┏━━
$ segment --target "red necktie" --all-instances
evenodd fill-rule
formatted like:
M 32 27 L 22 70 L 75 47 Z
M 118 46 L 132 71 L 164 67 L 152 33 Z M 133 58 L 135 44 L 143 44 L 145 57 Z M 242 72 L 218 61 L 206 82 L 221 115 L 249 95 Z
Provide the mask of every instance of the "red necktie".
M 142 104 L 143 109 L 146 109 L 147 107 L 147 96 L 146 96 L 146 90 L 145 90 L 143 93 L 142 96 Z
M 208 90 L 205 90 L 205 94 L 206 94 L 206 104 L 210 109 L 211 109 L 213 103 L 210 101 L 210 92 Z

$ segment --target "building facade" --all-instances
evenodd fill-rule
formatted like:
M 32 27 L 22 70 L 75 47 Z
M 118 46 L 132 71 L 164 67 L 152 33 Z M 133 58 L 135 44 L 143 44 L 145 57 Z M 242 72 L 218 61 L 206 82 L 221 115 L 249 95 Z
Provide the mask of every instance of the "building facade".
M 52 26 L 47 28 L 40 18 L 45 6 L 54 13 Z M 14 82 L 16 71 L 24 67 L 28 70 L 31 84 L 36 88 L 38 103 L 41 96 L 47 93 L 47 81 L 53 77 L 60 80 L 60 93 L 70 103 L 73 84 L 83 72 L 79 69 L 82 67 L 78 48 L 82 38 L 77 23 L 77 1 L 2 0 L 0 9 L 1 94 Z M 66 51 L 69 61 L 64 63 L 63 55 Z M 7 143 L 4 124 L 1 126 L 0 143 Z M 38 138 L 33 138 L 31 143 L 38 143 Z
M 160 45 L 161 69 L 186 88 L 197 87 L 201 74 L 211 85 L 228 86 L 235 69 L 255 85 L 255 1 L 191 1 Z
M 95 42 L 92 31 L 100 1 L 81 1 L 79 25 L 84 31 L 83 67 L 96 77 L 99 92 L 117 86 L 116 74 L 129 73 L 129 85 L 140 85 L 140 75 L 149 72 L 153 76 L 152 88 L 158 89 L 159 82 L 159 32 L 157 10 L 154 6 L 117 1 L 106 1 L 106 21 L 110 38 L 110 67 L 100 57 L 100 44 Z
┗━━
┏━━
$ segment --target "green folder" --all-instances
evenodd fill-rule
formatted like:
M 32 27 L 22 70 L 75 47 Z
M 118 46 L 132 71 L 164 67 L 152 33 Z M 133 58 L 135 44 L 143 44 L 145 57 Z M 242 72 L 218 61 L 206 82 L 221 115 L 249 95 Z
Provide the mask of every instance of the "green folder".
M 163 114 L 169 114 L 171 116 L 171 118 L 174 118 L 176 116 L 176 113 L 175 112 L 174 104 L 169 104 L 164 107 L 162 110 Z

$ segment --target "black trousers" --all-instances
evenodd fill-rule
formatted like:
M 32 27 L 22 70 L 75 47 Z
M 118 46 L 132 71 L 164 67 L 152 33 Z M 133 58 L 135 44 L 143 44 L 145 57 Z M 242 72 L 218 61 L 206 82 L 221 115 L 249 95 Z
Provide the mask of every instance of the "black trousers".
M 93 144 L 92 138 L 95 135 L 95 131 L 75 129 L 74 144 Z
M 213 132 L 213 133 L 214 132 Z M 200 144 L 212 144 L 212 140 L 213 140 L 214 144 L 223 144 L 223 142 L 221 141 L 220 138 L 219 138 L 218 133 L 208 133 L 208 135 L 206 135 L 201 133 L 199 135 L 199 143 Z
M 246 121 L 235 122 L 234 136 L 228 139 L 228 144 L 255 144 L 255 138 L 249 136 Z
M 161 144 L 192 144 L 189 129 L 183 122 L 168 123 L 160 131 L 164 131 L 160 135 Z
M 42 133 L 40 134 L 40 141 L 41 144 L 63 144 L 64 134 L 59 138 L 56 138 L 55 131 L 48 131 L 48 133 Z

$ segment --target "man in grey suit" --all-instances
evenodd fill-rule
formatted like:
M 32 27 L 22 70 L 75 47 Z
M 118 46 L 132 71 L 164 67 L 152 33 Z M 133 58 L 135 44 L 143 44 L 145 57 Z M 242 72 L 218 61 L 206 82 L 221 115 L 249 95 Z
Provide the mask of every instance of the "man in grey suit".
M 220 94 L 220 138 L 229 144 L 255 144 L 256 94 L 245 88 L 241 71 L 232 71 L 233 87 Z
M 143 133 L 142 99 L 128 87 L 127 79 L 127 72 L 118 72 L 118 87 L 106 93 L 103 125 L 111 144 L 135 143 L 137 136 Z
┗━━
┏━━
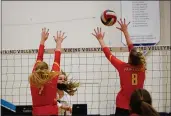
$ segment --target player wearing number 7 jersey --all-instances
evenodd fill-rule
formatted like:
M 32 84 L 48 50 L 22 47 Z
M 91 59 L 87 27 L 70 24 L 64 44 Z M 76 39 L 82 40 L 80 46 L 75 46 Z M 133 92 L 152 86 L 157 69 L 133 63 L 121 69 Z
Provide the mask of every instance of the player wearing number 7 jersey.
┗━━
TASK BRIEF: Count the lines in the items above that contain the word "necktie", with case counting. Reply with the number alone.

FINAL RESULT: 2